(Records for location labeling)
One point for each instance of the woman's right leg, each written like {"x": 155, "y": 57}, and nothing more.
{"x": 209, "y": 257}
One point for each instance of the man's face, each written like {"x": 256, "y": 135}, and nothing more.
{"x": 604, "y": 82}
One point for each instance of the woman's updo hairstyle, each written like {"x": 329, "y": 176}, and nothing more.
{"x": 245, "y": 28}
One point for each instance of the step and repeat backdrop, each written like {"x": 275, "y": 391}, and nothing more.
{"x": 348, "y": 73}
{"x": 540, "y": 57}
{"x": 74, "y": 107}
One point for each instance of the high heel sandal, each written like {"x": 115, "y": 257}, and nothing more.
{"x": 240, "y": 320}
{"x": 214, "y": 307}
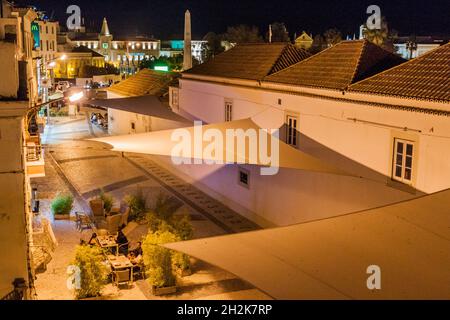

Stated task » Reproduce the material, starting at the line that contains "One point for each instance of the man's" and ending at the end of the material, with both ends included. Leave the pictures out of your answer.

Full response »
One point for each instance of the man's face, each written like {"x": 256, "y": 135}, and nothing more.
{"x": 604, "y": 82}
One point for each instance of the woman's updo hairstyle, each written like {"x": 329, "y": 176}, and nothing more.
{"x": 245, "y": 28}
One point for each instance of the step and repeat backdrop, each written like {"x": 275, "y": 391}, and nothing more.
{"x": 348, "y": 73}
{"x": 540, "y": 57}
{"x": 74, "y": 107}
One point for each instance of the high heel sandal, each written like {"x": 115, "y": 257}, and nothing more.
{"x": 240, "y": 320}
{"x": 214, "y": 307}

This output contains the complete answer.